Aim 1:
Write out word for word the part of the news item on Nashville's high-tech employment that opens with the words containing "Today's report from" and closes with "average high-tech paycheck.".

Passage to read:
================

|UPDATE JUNE 27 - See comments on the report from NTC's Costantine, right here.
Telecommunications may be Nashville's leading edge in 2008
As originally reported:
Greater Nashville qualifies for membership in a group of 60 "Cybercities" that have the greatest shares of the nation's high-tech employment.
Today's report from the American Electronics Association says that -- although Music City is near the back of the 60-city pack in most respects -- the Nashville-anchored region led the other 59 Cybercities with a 10 percent increase in high-tech wages between 2005-2006. However, Nashville still ranked only 48th in the value of its average high-tech paycheck.
In addition, according to the AeA report released today, during 2006 Nashville created 100 new tech jobs -- ranking 49th on that dimension, compared with category-topping Seattle's creation of 7,800 new tech jobs in the same timespan. The report documented a total 19,500 Tech jobs in the Nashville area, with total annual payroll calculated at $1.3 billion.

================

Data excerpts:
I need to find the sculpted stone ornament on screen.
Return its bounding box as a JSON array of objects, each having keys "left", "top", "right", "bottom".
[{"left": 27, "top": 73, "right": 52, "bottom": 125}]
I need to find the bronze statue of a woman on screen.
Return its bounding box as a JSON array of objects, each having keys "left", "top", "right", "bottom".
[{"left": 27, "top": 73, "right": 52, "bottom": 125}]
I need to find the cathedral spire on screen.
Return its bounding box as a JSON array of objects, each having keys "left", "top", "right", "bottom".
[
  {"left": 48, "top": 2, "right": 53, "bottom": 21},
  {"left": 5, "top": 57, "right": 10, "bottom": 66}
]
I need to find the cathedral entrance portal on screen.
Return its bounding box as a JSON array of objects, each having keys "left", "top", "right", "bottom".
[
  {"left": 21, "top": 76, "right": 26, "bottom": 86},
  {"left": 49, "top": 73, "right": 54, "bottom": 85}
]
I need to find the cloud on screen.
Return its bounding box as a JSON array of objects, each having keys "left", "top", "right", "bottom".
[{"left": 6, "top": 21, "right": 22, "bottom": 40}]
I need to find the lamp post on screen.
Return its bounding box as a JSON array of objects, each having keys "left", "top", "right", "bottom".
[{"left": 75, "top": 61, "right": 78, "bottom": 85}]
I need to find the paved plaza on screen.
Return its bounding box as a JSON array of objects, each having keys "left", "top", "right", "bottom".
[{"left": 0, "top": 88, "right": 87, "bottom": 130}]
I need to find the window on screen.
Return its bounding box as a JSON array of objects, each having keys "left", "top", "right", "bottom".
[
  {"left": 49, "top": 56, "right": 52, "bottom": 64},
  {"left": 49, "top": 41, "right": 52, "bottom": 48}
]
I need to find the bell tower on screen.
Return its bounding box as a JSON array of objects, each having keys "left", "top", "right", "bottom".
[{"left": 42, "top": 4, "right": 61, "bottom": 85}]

================

Aim 2:
Give again, word for word, the part of the entries that opens with the line containing "I need to find the cathedral entrance" and runs through the final line of the entries, including both of those lines.

Final result 1:
Today's report from the American Electronics Association says that -- although Music City is near the back of the 60-city pack in most respects -- the Nashville-anchored region led the other 59 Cybercities with a 10 percent increase in high-tech wages between 2005-2006. However, Nashville still ranked only 48th in the value of its average high-tech paycheck.

Final result 2:
I need to find the cathedral entrance portal on screen.
Return its bounding box as a JSON array of objects, each having keys "left", "top", "right", "bottom".
[
  {"left": 21, "top": 76, "right": 26, "bottom": 86},
  {"left": 49, "top": 73, "right": 54, "bottom": 85}
]
I need to find the cloud on screen.
Return its bounding box as a JSON array of objects, each having keys "left", "top", "right", "bottom".
[{"left": 6, "top": 21, "right": 22, "bottom": 40}]
I need to find the lamp post on screen.
Return its bounding box as a JSON array of objects, each having keys "left", "top", "right", "bottom".
[{"left": 75, "top": 61, "right": 78, "bottom": 85}]
I need to find the paved plaza on screen.
Return its bounding box as a JSON array of objects, each having keys "left", "top", "right", "bottom".
[{"left": 0, "top": 88, "right": 87, "bottom": 130}]
I need to find the window on screen.
Return its bounding box as a JSON array of objects, each having keys "left", "top", "right", "bottom".
[
  {"left": 49, "top": 56, "right": 52, "bottom": 64},
  {"left": 49, "top": 41, "right": 52, "bottom": 48}
]
I need to find the bell tower on screen.
Return its bounding box as a JSON array of objects, each having keys "left", "top", "right", "bottom".
[{"left": 42, "top": 4, "right": 61, "bottom": 85}]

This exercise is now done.